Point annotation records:

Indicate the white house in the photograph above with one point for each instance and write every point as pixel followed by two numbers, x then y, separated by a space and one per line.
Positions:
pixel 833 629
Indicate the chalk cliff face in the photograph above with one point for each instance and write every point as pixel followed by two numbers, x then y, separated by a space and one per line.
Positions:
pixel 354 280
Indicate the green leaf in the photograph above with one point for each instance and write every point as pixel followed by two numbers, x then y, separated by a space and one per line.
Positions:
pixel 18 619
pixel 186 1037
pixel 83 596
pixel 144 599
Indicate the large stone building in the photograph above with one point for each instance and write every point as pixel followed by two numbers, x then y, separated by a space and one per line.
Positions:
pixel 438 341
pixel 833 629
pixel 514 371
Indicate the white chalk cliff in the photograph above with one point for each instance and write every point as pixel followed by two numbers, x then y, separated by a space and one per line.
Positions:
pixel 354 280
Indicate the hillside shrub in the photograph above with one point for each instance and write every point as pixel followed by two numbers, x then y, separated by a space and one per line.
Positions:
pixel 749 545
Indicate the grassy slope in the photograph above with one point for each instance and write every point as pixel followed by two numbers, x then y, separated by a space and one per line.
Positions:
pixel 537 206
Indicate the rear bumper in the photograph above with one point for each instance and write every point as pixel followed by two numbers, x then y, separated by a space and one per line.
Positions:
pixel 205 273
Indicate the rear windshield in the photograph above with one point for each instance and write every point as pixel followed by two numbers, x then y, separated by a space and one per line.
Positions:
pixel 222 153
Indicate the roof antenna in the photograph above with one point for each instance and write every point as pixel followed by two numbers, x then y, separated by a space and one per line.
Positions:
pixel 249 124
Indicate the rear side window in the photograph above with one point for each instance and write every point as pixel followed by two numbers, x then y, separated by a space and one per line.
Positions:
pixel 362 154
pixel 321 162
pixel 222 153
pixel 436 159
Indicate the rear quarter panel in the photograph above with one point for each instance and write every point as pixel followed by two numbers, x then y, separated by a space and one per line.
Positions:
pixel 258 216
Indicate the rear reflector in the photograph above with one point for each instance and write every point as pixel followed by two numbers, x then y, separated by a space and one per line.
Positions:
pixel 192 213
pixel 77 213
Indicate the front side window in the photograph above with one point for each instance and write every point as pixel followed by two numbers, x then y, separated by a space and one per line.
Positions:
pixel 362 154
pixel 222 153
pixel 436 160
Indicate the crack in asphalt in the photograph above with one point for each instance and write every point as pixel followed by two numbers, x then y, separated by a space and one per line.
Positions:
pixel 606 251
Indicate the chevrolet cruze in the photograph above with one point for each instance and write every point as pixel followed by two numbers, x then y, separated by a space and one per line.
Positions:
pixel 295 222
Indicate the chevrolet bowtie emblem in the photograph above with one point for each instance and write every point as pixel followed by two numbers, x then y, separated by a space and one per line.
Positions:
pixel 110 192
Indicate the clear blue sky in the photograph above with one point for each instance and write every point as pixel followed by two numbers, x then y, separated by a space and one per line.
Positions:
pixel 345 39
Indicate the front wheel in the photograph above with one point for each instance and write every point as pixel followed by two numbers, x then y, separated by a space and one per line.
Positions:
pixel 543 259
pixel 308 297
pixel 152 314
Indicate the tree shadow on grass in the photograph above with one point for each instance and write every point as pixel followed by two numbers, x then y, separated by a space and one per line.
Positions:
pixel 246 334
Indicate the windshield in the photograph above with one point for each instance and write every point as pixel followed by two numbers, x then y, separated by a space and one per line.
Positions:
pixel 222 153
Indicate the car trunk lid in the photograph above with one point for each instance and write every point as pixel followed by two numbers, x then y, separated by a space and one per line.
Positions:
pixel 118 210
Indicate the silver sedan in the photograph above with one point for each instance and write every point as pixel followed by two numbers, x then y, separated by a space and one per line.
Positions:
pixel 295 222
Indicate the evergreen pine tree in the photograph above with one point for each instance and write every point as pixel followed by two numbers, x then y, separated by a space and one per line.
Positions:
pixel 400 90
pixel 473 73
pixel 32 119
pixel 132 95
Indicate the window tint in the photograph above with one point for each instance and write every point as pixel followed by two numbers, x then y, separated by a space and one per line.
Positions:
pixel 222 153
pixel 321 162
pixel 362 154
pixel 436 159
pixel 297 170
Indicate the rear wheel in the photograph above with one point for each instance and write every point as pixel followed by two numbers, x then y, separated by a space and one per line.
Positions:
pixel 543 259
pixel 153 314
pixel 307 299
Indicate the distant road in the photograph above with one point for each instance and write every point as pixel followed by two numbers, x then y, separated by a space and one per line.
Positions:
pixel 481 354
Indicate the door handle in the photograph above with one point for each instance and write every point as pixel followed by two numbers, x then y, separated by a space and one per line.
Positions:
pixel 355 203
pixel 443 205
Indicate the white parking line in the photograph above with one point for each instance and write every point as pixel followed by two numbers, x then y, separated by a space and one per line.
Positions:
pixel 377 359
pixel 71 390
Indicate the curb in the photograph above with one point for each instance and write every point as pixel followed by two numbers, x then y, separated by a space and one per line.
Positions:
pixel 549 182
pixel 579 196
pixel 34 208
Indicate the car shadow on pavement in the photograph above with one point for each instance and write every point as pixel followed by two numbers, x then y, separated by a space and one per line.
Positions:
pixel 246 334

EXERCISE GOAL: Copy the lines of the records above word for word, beginning at the line that contains "Indicate the crack" and stopping after the line that contains "pixel 606 251".

ANSWER TO THE PROBLEM:
Indicate the crack in asphalt in the photograph above with one point for each instance and write every point as pixel followed by two numbers, x then y, separated by a space and one per line.
Positions:
pixel 606 251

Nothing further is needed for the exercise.